* [Passage to read]:
■ ■ ■ ■ ■
I experienced Hiatus Kaiyote‘s headlining concert this past Tuesday night not as an even-handed critic but as an ardently adoring fan. They are, without a doubt, my favorite band, and the release of their highly anticipated sophomore album Choose Your Weapon only further confirms it. The Melbourne, Australia based four-piece craft a signature sound that’s seductive because it’s familiar: a clever, cosmopolitan medley of rock ‘n roll’s most striking and stimulating tributaries (funk, jazz, soul, punk, metal, R&B, to name a few). And they do it all with ease, grace, and absolute poise.
Tuesday night was the second of a two-night booking at Gramercy Theater (also the day of the new album’s official release), accompanied by Brooklyn’s emerging live hip-hop band Phony Ppl. Each night was sold out. Despite a few technical difficulties early in their set, the band delivered a bombastic set of uptempo dance jams.
■ ■ ■ ■ ■
Saved entries:
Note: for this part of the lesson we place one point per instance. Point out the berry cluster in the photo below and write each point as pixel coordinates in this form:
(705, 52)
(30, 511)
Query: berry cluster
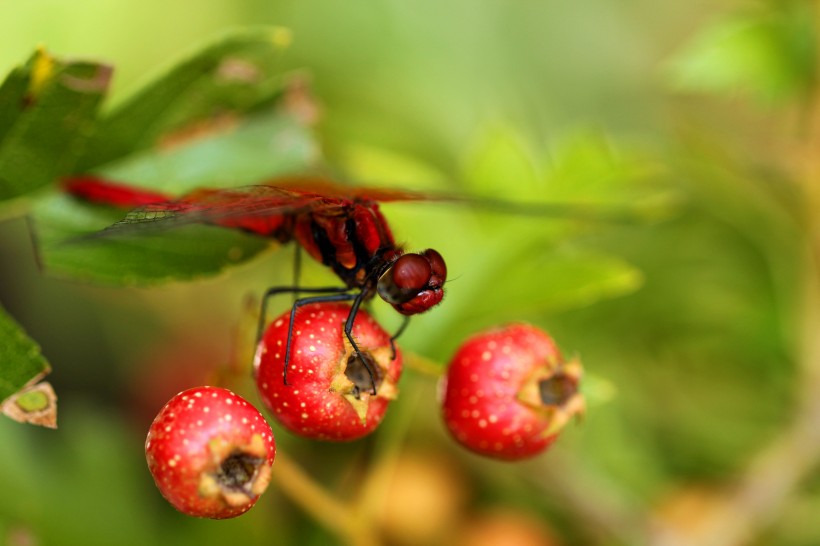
(507, 394)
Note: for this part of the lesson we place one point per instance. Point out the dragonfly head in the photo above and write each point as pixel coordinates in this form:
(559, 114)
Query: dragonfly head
(414, 283)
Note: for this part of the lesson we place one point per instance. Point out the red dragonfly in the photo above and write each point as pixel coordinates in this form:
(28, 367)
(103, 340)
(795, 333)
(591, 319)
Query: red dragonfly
(341, 228)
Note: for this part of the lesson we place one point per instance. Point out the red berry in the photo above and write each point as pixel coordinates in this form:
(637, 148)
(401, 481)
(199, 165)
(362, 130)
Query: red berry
(210, 453)
(330, 392)
(508, 393)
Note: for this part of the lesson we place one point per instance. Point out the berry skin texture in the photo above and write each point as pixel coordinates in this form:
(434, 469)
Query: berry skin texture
(329, 393)
(210, 452)
(508, 393)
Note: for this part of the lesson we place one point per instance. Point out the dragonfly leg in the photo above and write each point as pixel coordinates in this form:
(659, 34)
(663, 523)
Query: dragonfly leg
(351, 317)
(276, 290)
(344, 296)
(297, 268)
(405, 321)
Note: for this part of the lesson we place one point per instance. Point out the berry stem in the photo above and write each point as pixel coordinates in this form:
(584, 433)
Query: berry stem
(320, 504)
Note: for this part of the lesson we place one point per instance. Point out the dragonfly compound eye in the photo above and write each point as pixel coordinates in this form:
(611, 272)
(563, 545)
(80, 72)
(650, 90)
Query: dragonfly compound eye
(405, 278)
(413, 283)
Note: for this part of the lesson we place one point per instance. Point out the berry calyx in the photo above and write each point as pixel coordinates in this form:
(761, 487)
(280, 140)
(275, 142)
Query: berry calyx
(332, 393)
(508, 392)
(210, 453)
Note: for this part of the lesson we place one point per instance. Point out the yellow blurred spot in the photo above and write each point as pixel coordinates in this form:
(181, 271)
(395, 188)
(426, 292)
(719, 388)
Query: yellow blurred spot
(41, 71)
(281, 37)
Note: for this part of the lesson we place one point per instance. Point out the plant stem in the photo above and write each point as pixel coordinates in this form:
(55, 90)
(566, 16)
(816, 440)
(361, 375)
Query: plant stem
(320, 504)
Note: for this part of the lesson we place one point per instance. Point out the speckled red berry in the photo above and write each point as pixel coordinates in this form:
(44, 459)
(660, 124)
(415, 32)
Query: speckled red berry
(508, 393)
(330, 393)
(210, 452)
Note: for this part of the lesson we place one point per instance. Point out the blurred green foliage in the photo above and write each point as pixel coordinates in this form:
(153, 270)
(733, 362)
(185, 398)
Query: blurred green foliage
(692, 315)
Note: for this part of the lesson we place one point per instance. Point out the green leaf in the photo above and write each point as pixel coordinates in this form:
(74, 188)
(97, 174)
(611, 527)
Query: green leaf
(20, 359)
(580, 168)
(771, 54)
(547, 280)
(501, 163)
(270, 143)
(235, 74)
(47, 108)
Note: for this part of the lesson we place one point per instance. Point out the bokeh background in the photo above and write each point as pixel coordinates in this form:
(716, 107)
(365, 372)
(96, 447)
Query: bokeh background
(697, 327)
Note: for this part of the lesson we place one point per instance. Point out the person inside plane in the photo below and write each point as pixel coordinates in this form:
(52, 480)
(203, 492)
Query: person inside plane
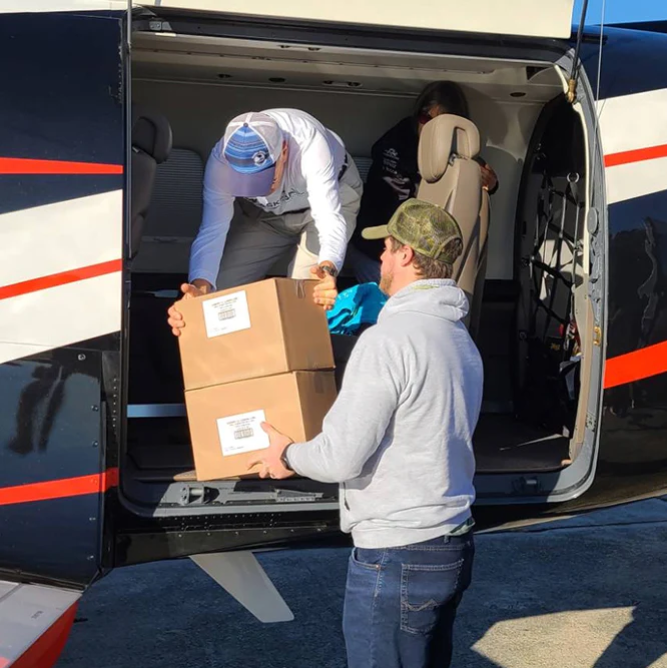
(394, 174)
(300, 191)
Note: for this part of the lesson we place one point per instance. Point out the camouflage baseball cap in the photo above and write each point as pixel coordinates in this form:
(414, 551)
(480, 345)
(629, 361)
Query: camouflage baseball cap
(426, 228)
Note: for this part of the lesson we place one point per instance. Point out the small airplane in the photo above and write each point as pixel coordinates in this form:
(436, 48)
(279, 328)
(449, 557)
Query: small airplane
(99, 203)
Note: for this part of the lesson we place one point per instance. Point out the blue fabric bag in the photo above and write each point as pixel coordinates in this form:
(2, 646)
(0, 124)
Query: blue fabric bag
(356, 307)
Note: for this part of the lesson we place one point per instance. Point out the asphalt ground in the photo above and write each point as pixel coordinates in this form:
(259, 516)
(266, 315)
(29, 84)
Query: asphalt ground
(588, 592)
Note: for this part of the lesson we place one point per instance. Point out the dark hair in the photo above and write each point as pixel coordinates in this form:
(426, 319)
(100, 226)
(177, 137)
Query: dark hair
(445, 94)
(426, 267)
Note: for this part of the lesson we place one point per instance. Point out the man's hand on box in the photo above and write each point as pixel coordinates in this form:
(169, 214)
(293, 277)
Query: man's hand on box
(197, 288)
(271, 459)
(325, 292)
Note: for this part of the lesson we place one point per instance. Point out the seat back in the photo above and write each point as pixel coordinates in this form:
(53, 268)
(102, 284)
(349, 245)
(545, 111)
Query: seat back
(151, 145)
(452, 179)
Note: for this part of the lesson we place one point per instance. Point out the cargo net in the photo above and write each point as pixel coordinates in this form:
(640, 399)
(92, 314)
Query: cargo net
(550, 270)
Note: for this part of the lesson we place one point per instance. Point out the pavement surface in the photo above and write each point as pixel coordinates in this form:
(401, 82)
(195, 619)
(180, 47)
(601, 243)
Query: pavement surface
(587, 592)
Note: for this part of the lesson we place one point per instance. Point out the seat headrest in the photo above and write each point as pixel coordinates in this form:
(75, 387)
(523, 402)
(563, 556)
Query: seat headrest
(440, 138)
(151, 133)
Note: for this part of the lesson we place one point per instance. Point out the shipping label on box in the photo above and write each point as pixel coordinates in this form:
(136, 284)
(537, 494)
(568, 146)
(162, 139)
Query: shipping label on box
(242, 433)
(226, 314)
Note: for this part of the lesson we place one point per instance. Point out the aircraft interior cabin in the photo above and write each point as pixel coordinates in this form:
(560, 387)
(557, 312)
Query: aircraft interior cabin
(526, 279)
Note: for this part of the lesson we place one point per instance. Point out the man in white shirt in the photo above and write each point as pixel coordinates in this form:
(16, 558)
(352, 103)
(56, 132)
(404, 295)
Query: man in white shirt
(301, 191)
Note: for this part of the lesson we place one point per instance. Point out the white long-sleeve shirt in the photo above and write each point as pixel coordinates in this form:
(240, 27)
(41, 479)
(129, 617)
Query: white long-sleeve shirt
(316, 156)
■ ■ ■ ■ ■
* [Exercise goal]:
List every musical style named inside the parentheses in the concert review above.

* [Problem solution]:
funk, jazz, soul, punk, metal, R&B